Dataset entries
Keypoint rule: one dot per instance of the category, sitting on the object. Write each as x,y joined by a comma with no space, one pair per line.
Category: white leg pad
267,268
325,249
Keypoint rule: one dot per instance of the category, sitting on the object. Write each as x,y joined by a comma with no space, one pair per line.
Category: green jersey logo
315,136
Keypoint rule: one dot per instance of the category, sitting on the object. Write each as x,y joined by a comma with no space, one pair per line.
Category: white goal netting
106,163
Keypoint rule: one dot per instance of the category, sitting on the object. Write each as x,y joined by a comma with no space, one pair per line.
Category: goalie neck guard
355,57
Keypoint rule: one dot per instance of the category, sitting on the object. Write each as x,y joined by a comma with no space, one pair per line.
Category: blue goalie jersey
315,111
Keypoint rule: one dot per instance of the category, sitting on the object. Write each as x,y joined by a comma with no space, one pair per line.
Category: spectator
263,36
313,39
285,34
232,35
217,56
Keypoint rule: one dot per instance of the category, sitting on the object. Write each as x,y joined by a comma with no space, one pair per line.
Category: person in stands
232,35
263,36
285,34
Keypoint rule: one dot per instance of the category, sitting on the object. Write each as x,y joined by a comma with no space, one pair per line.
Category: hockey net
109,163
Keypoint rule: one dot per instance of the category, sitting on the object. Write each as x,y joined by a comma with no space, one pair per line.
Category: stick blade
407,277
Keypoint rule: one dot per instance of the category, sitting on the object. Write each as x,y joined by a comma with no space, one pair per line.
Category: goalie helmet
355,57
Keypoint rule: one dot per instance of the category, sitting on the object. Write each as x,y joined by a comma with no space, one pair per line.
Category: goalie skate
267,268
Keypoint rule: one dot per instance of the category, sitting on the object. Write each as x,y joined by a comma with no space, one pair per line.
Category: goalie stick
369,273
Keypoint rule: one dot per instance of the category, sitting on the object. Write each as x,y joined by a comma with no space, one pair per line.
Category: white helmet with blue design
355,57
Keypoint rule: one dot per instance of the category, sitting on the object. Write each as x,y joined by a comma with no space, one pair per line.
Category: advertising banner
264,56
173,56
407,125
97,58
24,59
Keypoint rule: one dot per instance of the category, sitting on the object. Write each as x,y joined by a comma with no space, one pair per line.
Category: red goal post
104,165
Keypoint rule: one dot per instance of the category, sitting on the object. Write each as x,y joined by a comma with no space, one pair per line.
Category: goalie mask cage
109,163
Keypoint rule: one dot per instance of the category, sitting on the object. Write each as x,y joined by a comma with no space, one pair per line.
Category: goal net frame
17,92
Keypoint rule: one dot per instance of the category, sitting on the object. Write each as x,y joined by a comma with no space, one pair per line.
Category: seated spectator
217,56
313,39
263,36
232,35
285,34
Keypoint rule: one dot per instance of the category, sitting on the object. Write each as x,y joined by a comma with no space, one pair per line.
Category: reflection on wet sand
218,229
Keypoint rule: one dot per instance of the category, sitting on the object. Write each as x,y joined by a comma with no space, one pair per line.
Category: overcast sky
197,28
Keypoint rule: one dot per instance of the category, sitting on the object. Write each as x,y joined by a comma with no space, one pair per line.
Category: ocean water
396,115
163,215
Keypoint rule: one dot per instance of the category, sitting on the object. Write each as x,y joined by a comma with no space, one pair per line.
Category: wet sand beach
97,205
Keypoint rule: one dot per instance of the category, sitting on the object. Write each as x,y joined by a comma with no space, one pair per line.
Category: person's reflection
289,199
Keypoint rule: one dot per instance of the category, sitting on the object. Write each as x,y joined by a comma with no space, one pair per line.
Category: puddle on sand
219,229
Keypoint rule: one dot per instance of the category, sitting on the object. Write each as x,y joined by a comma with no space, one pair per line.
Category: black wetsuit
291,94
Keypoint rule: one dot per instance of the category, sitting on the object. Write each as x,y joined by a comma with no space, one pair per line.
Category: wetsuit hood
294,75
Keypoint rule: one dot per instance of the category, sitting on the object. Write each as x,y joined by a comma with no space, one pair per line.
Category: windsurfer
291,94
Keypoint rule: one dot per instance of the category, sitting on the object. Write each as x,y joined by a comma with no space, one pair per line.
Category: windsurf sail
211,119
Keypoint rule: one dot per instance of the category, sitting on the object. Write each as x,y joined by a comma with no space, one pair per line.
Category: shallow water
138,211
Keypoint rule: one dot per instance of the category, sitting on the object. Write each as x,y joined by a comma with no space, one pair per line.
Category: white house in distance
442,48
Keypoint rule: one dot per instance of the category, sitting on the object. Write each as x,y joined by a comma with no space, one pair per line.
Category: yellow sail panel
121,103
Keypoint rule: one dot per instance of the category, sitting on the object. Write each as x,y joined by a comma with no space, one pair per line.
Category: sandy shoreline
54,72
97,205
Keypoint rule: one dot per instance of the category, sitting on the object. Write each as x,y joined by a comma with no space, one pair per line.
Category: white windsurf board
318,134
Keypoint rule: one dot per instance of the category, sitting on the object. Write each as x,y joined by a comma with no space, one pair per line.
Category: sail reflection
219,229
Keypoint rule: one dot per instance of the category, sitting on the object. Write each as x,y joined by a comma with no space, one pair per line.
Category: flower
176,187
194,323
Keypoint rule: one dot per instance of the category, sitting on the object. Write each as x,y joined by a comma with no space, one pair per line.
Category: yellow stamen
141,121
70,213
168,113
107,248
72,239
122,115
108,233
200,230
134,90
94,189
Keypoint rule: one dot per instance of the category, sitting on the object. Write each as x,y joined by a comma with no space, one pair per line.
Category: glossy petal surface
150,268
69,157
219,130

* What you are asked to do
How many lines in the entries above contain the string "jersey"? Reply with the number alone.

* Full response
2